Could you render the records as a JSON list of strings, one string per line with blank lines left out, starting at the top and stopping after the line that contains "point(395, 336)"?

A block of data:
==*==
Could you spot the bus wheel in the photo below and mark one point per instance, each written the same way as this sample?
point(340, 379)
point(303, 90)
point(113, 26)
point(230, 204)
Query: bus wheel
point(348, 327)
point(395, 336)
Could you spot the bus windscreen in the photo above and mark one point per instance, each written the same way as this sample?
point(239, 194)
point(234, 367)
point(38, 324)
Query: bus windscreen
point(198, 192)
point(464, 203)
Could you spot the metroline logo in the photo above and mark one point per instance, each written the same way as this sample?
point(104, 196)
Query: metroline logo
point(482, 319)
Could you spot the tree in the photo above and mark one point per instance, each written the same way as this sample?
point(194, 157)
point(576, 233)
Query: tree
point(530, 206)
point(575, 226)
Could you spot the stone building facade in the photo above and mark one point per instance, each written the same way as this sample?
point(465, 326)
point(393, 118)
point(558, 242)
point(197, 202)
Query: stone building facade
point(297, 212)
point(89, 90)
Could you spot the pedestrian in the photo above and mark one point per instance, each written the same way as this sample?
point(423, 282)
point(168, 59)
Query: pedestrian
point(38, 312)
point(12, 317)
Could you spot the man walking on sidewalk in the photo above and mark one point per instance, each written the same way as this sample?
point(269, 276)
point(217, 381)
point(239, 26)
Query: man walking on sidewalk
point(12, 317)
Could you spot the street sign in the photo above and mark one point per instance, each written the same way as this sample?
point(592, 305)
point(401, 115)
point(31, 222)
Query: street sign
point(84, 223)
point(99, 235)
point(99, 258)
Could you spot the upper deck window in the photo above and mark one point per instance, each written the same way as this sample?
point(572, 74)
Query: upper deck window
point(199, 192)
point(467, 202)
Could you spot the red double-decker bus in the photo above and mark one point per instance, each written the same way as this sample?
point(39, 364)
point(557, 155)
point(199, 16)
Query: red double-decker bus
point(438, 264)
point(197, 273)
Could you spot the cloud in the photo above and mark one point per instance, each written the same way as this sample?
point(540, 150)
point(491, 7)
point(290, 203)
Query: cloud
==*==
▸ **Written response**
[
  "Could you spot the bus wheel in the photo below and mark one point per instance, each written the same way as this sample?",
  "point(340, 379)",
  "point(303, 90)",
  "point(113, 26)",
  "point(230, 204)",
  "Query: bus wheel",
  "point(348, 327)",
  "point(395, 336)"
]